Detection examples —
-*-

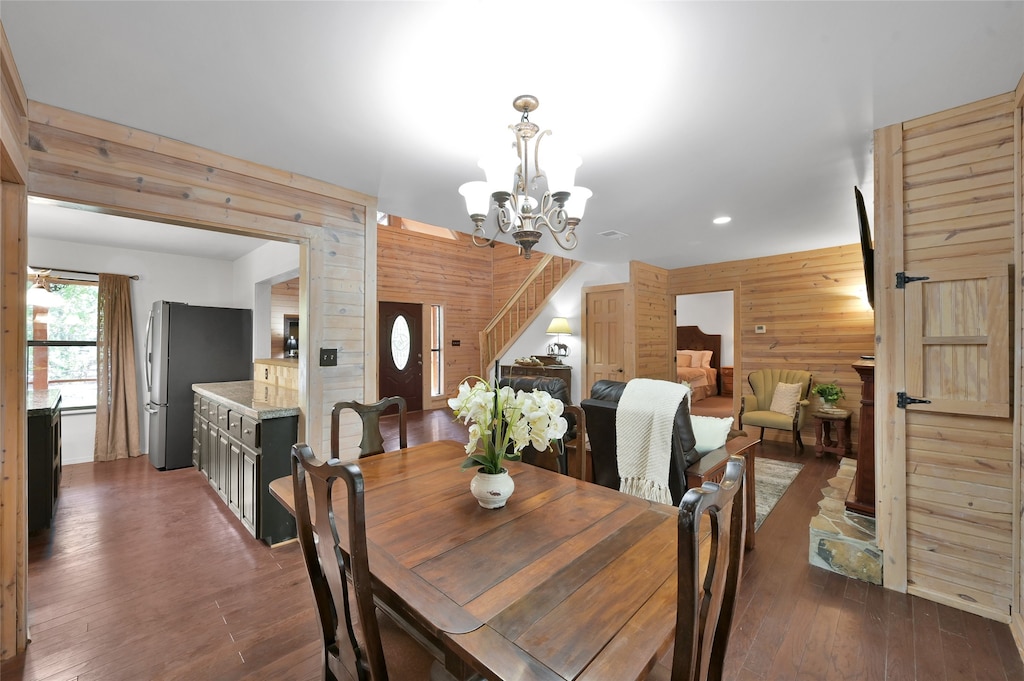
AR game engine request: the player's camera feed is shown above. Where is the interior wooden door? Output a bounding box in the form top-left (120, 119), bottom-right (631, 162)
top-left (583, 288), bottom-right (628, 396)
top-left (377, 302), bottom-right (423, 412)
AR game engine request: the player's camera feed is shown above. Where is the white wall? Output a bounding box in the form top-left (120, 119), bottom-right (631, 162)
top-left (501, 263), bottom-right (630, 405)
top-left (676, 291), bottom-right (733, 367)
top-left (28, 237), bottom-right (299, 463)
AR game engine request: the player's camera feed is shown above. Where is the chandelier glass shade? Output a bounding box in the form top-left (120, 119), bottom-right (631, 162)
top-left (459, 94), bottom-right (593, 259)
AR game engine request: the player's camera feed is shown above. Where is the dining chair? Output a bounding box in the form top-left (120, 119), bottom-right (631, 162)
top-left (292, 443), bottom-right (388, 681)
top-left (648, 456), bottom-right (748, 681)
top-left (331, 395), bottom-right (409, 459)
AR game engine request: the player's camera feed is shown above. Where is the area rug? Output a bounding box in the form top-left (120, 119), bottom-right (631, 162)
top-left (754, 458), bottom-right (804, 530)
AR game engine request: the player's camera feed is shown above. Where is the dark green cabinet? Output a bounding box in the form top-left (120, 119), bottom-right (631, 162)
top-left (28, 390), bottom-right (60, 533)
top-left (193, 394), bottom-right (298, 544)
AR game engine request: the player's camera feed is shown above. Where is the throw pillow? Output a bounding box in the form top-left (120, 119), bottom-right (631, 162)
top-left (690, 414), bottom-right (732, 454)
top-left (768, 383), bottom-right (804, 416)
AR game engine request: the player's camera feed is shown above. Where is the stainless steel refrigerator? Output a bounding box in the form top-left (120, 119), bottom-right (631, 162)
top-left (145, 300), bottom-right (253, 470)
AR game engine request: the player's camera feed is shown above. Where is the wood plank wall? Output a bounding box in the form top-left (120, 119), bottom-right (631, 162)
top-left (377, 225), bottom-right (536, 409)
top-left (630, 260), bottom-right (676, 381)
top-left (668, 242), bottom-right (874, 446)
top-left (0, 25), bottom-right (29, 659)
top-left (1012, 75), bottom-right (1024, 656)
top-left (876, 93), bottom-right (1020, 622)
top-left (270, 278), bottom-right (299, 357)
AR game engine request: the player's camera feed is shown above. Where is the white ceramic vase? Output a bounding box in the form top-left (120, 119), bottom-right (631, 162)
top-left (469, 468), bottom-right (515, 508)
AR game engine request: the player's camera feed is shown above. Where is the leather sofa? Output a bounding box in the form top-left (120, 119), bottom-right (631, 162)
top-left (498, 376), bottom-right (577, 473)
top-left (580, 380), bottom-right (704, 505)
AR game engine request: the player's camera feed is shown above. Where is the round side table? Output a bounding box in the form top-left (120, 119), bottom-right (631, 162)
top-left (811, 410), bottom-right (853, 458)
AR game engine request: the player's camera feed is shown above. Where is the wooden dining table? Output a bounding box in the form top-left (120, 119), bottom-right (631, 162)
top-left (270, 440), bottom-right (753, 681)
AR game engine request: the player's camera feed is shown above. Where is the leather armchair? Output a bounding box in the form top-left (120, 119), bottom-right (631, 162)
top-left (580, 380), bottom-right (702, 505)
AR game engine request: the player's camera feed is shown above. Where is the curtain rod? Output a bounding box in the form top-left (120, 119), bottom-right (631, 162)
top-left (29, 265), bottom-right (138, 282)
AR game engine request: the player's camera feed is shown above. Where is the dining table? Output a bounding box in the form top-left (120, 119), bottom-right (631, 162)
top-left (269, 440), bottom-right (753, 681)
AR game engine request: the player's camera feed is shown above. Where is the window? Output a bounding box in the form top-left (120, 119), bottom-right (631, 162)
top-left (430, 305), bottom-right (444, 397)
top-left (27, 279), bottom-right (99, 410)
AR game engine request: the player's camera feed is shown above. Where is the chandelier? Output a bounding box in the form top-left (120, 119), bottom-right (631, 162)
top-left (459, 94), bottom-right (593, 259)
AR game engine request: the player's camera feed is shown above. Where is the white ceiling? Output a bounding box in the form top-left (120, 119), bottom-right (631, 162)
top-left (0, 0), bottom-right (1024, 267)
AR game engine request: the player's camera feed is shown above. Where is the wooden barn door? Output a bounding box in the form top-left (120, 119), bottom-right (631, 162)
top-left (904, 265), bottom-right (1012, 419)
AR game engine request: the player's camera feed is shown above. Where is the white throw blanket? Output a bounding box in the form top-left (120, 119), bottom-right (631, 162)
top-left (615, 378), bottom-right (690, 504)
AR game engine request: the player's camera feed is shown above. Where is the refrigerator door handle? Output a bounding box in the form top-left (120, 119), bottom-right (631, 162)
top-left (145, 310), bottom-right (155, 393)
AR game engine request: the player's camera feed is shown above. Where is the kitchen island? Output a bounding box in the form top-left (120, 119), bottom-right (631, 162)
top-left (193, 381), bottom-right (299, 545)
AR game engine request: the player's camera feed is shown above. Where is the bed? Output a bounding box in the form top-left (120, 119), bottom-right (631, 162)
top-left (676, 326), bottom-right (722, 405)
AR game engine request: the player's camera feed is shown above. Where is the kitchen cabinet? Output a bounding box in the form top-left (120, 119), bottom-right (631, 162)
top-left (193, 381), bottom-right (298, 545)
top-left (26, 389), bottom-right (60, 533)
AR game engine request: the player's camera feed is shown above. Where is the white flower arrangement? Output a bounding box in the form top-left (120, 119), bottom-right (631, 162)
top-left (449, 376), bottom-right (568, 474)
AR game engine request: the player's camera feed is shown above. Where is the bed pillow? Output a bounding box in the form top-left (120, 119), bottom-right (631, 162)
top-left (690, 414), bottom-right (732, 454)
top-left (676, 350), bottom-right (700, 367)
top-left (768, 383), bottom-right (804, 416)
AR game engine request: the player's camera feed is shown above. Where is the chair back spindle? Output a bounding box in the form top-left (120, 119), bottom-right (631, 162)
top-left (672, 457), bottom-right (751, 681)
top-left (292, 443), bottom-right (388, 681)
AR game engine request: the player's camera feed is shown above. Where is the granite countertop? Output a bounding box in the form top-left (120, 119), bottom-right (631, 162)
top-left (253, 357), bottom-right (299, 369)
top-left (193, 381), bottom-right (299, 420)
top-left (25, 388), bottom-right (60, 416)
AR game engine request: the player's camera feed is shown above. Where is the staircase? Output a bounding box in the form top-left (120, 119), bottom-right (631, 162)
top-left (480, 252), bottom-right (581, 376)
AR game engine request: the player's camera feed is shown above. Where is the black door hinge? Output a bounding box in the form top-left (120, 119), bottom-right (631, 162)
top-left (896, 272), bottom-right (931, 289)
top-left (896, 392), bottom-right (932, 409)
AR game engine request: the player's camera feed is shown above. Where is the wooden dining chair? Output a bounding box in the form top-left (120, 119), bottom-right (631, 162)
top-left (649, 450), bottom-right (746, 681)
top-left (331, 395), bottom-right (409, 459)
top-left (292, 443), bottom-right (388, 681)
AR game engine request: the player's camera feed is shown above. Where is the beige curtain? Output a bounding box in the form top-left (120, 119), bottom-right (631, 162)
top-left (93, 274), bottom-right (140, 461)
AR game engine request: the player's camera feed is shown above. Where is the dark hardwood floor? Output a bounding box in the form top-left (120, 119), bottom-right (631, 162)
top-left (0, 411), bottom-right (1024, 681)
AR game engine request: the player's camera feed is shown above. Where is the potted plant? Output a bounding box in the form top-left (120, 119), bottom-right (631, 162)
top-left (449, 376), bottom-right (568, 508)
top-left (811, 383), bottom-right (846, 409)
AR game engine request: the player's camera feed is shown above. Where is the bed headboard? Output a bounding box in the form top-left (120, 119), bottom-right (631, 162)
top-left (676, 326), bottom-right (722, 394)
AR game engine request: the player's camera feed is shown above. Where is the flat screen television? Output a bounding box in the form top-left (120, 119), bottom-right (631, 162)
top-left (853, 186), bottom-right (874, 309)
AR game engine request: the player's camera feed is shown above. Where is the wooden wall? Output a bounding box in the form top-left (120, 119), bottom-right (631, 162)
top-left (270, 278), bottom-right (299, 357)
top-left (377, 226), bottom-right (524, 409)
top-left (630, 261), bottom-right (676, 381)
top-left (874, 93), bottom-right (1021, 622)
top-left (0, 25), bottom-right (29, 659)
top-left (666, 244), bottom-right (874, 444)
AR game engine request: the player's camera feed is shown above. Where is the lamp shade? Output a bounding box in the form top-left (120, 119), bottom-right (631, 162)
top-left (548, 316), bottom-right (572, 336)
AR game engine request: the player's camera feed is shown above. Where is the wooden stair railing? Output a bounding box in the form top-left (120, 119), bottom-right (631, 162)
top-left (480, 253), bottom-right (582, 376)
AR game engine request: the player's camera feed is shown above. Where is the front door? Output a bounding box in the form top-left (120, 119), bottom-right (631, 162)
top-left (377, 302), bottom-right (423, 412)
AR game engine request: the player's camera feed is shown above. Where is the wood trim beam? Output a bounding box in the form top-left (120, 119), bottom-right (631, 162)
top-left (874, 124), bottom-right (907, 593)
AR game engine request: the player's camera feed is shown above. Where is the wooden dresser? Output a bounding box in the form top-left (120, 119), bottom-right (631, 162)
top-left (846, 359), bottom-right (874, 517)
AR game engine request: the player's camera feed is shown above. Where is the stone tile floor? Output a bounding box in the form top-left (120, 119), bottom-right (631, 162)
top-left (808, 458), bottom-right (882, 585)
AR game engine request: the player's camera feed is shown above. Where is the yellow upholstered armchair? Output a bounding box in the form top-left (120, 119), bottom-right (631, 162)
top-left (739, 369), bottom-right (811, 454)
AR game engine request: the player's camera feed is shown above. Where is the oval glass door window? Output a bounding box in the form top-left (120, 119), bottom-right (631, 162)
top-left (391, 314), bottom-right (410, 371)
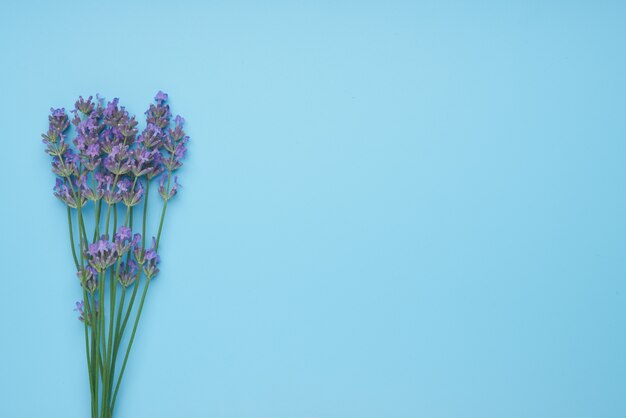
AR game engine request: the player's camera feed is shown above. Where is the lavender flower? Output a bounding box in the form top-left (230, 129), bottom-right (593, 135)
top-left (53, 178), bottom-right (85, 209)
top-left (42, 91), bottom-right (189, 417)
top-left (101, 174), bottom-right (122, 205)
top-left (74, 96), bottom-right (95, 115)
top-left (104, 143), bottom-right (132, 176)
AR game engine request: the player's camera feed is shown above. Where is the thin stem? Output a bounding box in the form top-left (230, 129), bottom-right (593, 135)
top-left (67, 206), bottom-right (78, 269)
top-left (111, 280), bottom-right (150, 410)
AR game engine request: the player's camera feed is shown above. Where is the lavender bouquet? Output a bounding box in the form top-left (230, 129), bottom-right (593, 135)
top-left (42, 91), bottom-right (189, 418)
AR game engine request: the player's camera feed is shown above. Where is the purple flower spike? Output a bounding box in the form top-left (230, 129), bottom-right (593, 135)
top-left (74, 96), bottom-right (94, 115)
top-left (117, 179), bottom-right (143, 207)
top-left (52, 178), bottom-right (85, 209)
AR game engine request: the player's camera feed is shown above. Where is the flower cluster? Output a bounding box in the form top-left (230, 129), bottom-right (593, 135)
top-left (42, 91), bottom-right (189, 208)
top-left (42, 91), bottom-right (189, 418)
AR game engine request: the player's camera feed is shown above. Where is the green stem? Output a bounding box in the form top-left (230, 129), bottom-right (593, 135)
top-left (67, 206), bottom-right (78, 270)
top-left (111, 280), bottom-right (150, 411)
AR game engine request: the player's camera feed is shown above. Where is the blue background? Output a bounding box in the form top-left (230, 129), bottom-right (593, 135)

-*-

TASK DESCRIPTION —
Rewrite the records starting at the line that contains "the leather armchair?" and ending at the line that contains "top-left (27, 279), bottom-right (99, 410)", requests included, with every coordinate in the answers scaled by 1.45 and rounded to whole numbers, halves rounding up. Leave the numbers in the requests and their format samples unchanged.

WRITTEN ANSWER —
AR game engine request: the player's camera feed is shown above. Where is the leather armchair? Output a bounding box in the form top-left (120, 119), bottom-right (631, 162)
top-left (841, 551), bottom-right (1018, 732)
AR game engine request: the player's camera feed is shown above. Where is the curtain rod? Output a bounding box in the form top-left (120, 119), bottom-right (631, 162)
top-left (42, 384), bottom-right (200, 409)
AR game engine request: the player's camera feed is shown above. Where is the dining table? Output a bounding box in the form top-left (120, 119), bottom-right (631, 162)
top-left (390, 638), bottom-right (1092, 987)
AR game engine request: the player's camera feed is shown above. Where is the window? Output a bounding box in the form top-left (120, 119), bottom-right (631, 162)
top-left (624, 442), bottom-right (644, 576)
top-left (39, 405), bottom-right (144, 595)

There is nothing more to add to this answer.